Copy the following material line for line, leaving every character unchanged.
-- start of SUPPLIED ENTRIES --
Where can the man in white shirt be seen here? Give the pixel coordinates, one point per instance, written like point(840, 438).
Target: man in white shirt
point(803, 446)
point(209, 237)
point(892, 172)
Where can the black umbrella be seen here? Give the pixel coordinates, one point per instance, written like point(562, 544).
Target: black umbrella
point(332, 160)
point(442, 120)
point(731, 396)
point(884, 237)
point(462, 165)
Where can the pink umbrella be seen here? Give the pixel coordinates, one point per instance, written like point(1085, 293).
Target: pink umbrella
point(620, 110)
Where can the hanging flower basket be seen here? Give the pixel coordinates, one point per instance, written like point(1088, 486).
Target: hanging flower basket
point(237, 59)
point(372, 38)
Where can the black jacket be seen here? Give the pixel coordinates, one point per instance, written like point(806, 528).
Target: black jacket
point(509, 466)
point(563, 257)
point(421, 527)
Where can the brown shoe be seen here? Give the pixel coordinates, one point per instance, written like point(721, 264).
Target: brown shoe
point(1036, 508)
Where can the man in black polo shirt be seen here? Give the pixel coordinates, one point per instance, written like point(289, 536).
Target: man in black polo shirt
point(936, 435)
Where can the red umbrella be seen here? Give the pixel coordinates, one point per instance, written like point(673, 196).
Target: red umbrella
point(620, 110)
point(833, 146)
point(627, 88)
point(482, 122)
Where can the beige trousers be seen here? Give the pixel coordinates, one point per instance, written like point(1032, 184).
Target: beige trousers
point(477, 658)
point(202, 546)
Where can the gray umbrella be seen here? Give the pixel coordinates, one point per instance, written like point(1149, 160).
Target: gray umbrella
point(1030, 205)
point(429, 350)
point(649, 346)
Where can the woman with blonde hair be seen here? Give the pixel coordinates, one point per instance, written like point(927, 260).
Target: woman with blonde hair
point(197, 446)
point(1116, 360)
-- end of SUPPLIED ENTRIES --
▶ _SOLUTION FOR THIS TASK_
Where can the man in white shirt be seen here? Give the pixel coordinates, one point per instance, written like point(840, 438).
Target: man in white shirt
point(803, 446)
point(209, 237)
point(892, 172)
Where can the black umbrella be seen here? Give the pixel coordinates, one point per instance, written like point(562, 544).
Target: black umbrella
point(332, 160)
point(442, 120)
point(731, 396)
point(884, 237)
point(462, 165)
Where can the pink umbrella be seen here? Give the pixel coordinates, one point per instance, written like point(1085, 293).
Target: pink umbrella
point(620, 110)
Where can the hanging flower basket be seen here? Give the pixel coordinates, one point per instance, written like point(1088, 486).
Target: hanging flower basket
point(237, 59)
point(372, 38)
Where can the black jacket be seen here? Give the pixel coordinates, one point per instance, written like point(806, 528).
Target: black jacket
point(509, 466)
point(563, 257)
point(421, 527)
Where can the brown shoe be seen here? Give the pixel coordinates, one point per instance, written like point(721, 264).
Target: brown shoe
point(1036, 508)
Where can the man in black polo shirt be seen here? Give the pixel coordinates, one point per instance, written like point(289, 536).
Target: man in black polo shirt
point(936, 435)
Where can the red umbrella be seen here? Give the pixel coordinates, one point per instance, written like point(673, 196).
Target: red umbrella
point(620, 110)
point(833, 146)
point(627, 88)
point(482, 122)
Where can the beige trousers be seen here? Give the pixel coordinates, one point per instance, written like point(1032, 184).
Target: beige trousers
point(477, 658)
point(202, 546)
Where can the gray umbrella be seen here? Give the pixel coordinates, one point per instance, written like point(1149, 160).
Target: gray umbrella
point(1030, 205)
point(429, 350)
point(649, 346)
Where can the woman with blonde hair be seen here? Give the pixel coordinates, one point per instance, written like point(927, 260).
Target: woman with blonde hair
point(197, 446)
point(1116, 360)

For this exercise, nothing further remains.